Frank,
Sorry I seem to have missed your earlier comment on the distributions. I will respond
fully to that note tonight. In response to your point 1 below, please keep in mind
that commons-math is, at least at present, an applied math package (cf the charter on
the web page). The distributions package aims only to provide access to commonly used
distributions, not be provide a "probability domain model." We have tried to be
conservative in introducing mathematical abstractions or degrees of generality so that
the package remains small(ish ;-), efficient and approachable by non-mathematicians.
I will respond the the specific points about the distribution interfaces in a separate
post.

▸ Tasks and exercises
1. In the commons-math message, why have the developers been careful about adding mathematical abstractions or degrees of generality to the package? Answer in one to three sentences.
2. According to the commons-math message, what kind of package is commons-math at present?

▸ Data listing
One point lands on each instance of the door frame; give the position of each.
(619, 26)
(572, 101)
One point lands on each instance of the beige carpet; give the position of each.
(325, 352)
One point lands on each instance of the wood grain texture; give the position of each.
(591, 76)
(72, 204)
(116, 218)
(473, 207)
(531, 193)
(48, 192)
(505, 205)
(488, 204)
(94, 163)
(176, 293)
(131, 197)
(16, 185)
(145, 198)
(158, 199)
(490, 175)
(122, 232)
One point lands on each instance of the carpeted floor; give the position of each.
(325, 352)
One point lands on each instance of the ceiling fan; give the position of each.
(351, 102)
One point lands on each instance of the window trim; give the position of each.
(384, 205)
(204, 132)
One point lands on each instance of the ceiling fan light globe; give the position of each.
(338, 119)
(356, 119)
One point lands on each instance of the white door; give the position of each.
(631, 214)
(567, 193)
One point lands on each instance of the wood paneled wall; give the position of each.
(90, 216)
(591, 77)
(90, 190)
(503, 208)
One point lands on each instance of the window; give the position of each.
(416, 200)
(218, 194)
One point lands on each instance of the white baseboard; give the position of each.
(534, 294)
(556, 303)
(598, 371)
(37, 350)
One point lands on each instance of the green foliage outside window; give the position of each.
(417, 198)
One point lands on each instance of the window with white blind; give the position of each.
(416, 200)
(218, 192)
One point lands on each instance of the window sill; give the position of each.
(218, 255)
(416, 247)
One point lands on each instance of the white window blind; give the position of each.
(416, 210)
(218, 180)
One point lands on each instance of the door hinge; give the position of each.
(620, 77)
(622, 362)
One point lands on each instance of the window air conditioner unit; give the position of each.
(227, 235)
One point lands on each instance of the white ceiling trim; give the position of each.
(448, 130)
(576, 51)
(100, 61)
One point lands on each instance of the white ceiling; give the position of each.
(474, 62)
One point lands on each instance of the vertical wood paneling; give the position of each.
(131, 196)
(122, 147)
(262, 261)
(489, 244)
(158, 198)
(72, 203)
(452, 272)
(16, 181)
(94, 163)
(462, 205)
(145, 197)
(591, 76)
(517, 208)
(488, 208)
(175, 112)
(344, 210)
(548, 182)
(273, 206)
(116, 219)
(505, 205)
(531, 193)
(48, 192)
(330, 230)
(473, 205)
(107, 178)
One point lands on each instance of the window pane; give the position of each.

▸ Solution set
1. They have been careful so that the package stays fairly small, efficient, and approachable by non-mathematicians. This fits the view that commons-math is, at least at present, an applied math package.

2. It is an applied math package.